*Set problem*
Repeat every entry word for word, skipping the pictures.

*Provided entries*
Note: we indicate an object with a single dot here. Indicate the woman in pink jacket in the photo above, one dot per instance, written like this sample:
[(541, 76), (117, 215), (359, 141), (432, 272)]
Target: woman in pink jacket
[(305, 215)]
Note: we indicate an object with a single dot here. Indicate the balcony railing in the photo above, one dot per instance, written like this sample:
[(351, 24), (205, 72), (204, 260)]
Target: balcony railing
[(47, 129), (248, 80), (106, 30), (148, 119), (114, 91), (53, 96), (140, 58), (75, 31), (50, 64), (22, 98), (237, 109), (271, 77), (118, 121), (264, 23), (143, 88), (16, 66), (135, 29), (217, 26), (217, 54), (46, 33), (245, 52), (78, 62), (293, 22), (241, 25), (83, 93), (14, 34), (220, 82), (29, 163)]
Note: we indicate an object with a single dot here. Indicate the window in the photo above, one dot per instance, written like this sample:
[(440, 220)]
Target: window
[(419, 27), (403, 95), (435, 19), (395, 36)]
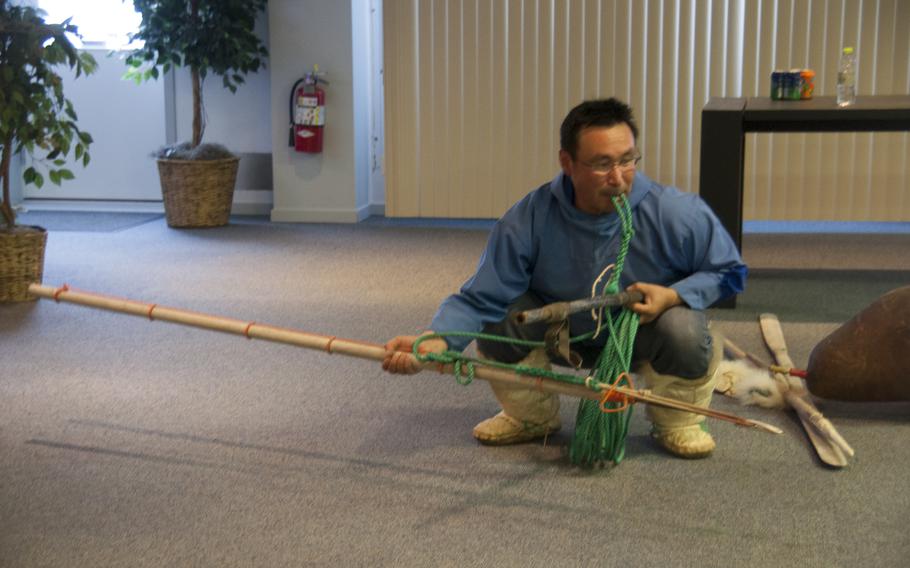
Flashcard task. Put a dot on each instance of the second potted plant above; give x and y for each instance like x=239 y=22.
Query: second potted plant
x=208 y=37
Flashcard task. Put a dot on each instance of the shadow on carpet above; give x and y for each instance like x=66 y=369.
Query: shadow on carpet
x=78 y=221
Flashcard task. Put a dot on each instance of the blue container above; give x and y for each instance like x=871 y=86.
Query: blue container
x=777 y=84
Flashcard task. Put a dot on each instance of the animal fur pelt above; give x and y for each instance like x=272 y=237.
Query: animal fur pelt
x=749 y=384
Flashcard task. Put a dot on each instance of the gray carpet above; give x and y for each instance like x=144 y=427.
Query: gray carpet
x=95 y=222
x=130 y=443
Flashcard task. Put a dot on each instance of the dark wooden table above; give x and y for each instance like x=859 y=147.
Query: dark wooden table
x=725 y=122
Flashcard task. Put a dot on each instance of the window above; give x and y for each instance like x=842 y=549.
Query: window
x=103 y=24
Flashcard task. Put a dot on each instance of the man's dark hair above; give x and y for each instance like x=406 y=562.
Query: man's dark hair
x=602 y=112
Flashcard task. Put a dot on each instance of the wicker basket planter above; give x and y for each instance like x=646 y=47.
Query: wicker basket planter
x=21 y=261
x=198 y=193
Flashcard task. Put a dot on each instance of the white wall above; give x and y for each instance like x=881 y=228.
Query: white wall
x=331 y=186
x=127 y=124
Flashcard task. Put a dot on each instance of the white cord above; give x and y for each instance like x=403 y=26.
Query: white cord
x=597 y=314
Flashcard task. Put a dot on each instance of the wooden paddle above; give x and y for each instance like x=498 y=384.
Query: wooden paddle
x=829 y=444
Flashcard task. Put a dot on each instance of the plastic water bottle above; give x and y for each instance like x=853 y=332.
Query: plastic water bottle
x=846 y=78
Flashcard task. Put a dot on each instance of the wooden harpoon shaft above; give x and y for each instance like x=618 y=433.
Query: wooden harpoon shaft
x=365 y=350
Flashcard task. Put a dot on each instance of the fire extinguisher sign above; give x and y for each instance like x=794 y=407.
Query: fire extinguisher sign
x=309 y=112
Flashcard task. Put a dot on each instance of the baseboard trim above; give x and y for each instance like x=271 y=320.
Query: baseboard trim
x=316 y=215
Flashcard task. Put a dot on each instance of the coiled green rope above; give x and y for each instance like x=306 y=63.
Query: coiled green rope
x=599 y=436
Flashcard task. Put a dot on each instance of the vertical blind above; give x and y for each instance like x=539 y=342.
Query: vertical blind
x=476 y=91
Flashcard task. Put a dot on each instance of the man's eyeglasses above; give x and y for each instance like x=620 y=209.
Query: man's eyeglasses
x=624 y=164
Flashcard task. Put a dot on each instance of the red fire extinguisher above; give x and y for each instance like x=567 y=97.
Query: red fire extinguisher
x=307 y=110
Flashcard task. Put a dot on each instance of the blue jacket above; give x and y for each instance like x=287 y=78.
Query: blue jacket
x=546 y=245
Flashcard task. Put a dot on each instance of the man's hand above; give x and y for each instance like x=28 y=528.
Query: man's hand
x=399 y=357
x=657 y=299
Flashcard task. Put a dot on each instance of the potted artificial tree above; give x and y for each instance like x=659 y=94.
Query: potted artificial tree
x=207 y=36
x=35 y=118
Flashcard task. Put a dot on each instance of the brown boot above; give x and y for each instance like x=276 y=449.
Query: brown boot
x=526 y=415
x=681 y=433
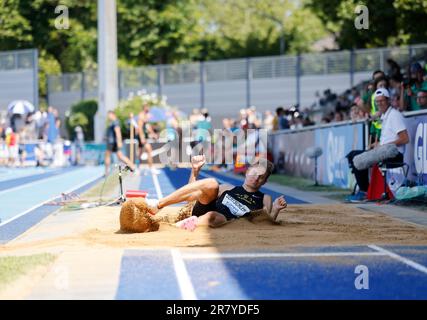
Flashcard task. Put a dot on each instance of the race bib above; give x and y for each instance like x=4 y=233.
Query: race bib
x=235 y=207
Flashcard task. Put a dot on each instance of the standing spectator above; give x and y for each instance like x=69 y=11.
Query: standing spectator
x=394 y=69
x=281 y=120
x=114 y=143
x=79 y=141
x=422 y=99
x=268 y=121
x=144 y=130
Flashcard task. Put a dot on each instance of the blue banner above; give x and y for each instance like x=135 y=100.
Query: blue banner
x=336 y=142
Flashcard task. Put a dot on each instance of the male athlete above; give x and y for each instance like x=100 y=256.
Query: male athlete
x=216 y=204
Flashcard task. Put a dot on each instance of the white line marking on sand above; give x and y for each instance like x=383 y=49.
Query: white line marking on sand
x=184 y=282
x=278 y=255
x=407 y=261
x=49 y=200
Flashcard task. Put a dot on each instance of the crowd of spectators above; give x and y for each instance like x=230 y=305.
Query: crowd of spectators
x=31 y=139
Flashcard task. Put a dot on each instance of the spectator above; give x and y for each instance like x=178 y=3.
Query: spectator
x=114 y=143
x=411 y=87
x=394 y=132
x=281 y=119
x=79 y=144
x=394 y=69
x=268 y=121
x=422 y=99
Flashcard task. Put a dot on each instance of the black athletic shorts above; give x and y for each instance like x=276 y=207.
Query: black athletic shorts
x=112 y=147
x=200 y=209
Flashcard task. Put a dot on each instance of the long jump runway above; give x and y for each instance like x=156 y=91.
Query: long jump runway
x=353 y=272
x=330 y=272
x=25 y=192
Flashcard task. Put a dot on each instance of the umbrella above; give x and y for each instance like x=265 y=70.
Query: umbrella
x=157 y=114
x=20 y=107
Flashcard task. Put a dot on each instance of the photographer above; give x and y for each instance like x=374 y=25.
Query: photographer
x=410 y=88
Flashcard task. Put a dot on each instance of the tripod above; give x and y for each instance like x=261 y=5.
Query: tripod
x=122 y=197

*Output for this exercise*
Note: we indicate an object with a single dot here. Indicate the woman in pink jacket in the photo above, one dot per instance, written like this sample:
[(541, 76), (117, 215), (359, 141), (432, 272)]
Target: woman in pink jacket
[(305, 215)]
Note: we indicate an object with a single dot here. Indicate the balcony railing in the photo above, one dot per instance, written like this sample:
[(351, 24), (205, 72), (204, 260)]
Target: balcony railing
[(47, 129), (248, 80), (106, 30), (148, 119), (114, 91), (53, 96), (140, 58), (75, 31), (50, 64), (22, 98), (237, 109), (271, 77), (118, 121), (264, 23), (143, 88), (16, 66), (135, 29), (217, 26), (217, 54), (46, 33), (245, 52), (78, 62), (293, 22), (241, 25), (83, 93), (14, 34), (220, 82), (29, 163)]
Note: we indicate an object with a single dot here. Indicate the window in the photo above, one dot per instance, written like this sample:
[(440, 220)]
Target: window
[(419, 27), (403, 95), (435, 19), (395, 36)]
Flashcard task. Put a dot on each instance of the second potted plant above; give x and y for each instance like x=239 y=22.
Query: second potted plant
x=208 y=37
Flashcard task. Put a dot on each instance of the shadow on carpet above; give x and y for each instance like x=66 y=369.
Query: shadow on carpet
x=78 y=221
Flashcard task. Put a dot on each instance of the blue container above; give x and y for each instance like x=871 y=86.
Query: blue container
x=777 y=84
Flashcard task. Put a dot on each instance of the animal fur pelt above; give x and y for each instance like x=272 y=237.
Query: animal fur pelt
x=749 y=384
Flashcard task. Put a dot on each instance of the gray carpet above; give x and y for each instance like x=144 y=427.
Query: gray carpet
x=95 y=222
x=130 y=443
Flashcard task. Put a dot on each instance of the dark wooden table above; give x and y for each instance like x=859 y=147.
Query: dark wooden table
x=725 y=122
Flashcard task. Put a dot on each instance of the window above; give x and y for each instance like x=842 y=549.
Query: window
x=103 y=24
Flashcard task. Put a dot on each instance of the man's dark hair above; give x and y for each instance like x=406 y=562.
Query: man's dark hair
x=602 y=112
Flashcard task. Put a dot on each instance of the wicker basket planter above; give x and y for each instance like x=646 y=47.
Query: wicker basket planter
x=21 y=261
x=198 y=193
Flashcard task. Put a dot on each instance of the white wall above; give x and y for each instance like x=881 y=228.
Query: white wall
x=331 y=186
x=127 y=124
Flashcard task. Put a dot on each instance of the white cord above; give x and y for each instance like x=403 y=26.
Query: white cord
x=597 y=314
Flashcard task. Put a dot on each instance of the wooden paddle above; give x and y for each instance like x=498 y=384.
Query: wooden paddle
x=829 y=444
Flashcard task. Put a dot on each instance of the plastic water bottle above; give x and y for each instance like x=853 y=332.
Query: plastic water bottle
x=846 y=78
Flashcard task. Put a dot on each instance of the wooden harpoon shaft above; give x and y for each instance like x=618 y=433.
Query: wooden harpoon shaft
x=365 y=350
Flashcard task. Put a dot on each instance of the fire extinguisher sign above; give x and y for each instance like x=794 y=407.
Query: fire extinguisher sign
x=309 y=112
Flashcard task. Put a dot on each instance of the baseboard trim above; give x and y for each instance like x=271 y=320.
Query: baseboard trim
x=316 y=215
Flashcard task. Put a dot on each instance of the coiled green rope above; give x and y for each instance like x=306 y=63.
Query: coiled green rope
x=599 y=436
Flashcard task. Put a dot on each instance of the vertical blind above; give x and y for each instance like x=539 y=342.
Query: vertical blind
x=476 y=91
Flashcard task. Put a dot on each instance of the man's eyeglasses above; give x and y for each instance like x=620 y=209.
Query: man's eyeglasses
x=624 y=164
Flashcard task. Put a dot on each instance of the red fire extinguisher above; give x and y for each instance like x=567 y=97.
Query: red fire extinguisher
x=307 y=110
Flashcard task. Put a dot on each instance of the blue jacket above; give x and y for each instance like x=287 y=78.
Query: blue jacket
x=546 y=245
Flashcard task. Put a dot on each instance of the man's hand above; give x and y for each instance like x=28 y=528.
Query: man's hand
x=399 y=357
x=657 y=299
Flashcard task. Put a dot on each instance of the potted artificial tree above; give x and y for each instance like x=659 y=94.
Query: potted artificial tree
x=207 y=36
x=35 y=118
Flashcard task. Put a dot on each instance of the brown boot above; give x and y for each instance like x=276 y=449.
Query: brown boot
x=526 y=415
x=681 y=433
Flashcard task. Put a dot on each instance of the race bib above; give x and y for each instance like x=4 y=233.
Query: race bib
x=235 y=207
Flashcard task. Put a dot on each instance of the standing spectator above; give x and y for each instance like x=69 y=11.
Query: standing spectator
x=394 y=69
x=281 y=120
x=114 y=143
x=79 y=141
x=422 y=99
x=268 y=121
x=144 y=130
Flashcard task. Put a dot on each instance of the blue banner above; give x and y for each instance like x=135 y=100.
Query: blue banner
x=336 y=142
Flashcard task. Put a dot on each instance of the male athlete above; give x and y for each instance like x=100 y=256.
Query: male athlete
x=216 y=204
Flashcard task. Put a dot on each instance of the white line marking on sand above; give x and y for each instance like x=383 y=49.
Query: white line marking on sand
x=184 y=282
x=278 y=255
x=407 y=261
x=49 y=200
Flashcard task. Put a dot on each instance of the crowd of spectators above; give x and y for each instance like x=230 y=305.
Query: crowd of spectators
x=31 y=139
Flashcard task. Put a dot on each instance of the spectator above; give x and y for each instance like x=178 y=3.
Query: spectator
x=114 y=143
x=411 y=87
x=394 y=132
x=281 y=119
x=79 y=144
x=394 y=69
x=268 y=121
x=422 y=99
Flashcard task. Put a dot on each instance of the black athletic shorts above; give x and y for each instance like x=276 y=207.
Query: black athletic shorts
x=112 y=147
x=200 y=209
Flashcard task. Put a dot on each instance of the long jump runway above; give x and y for each instance like x=156 y=91.
Query: long jump runway
x=353 y=272
x=330 y=272
x=25 y=192
Flashcard task. Put a dot on each instance of the umbrella above; give x and y for each instance like x=265 y=70.
Query: umbrella
x=157 y=114
x=20 y=107
Flashcard task. Put a dot on each instance of the photographer above; give x and y for each instance like x=374 y=25.
Query: photographer
x=410 y=88
Flashcard task. Put a dot on each instance of the tripod above; give x and y for each instance like x=261 y=5.
Query: tripod
x=122 y=197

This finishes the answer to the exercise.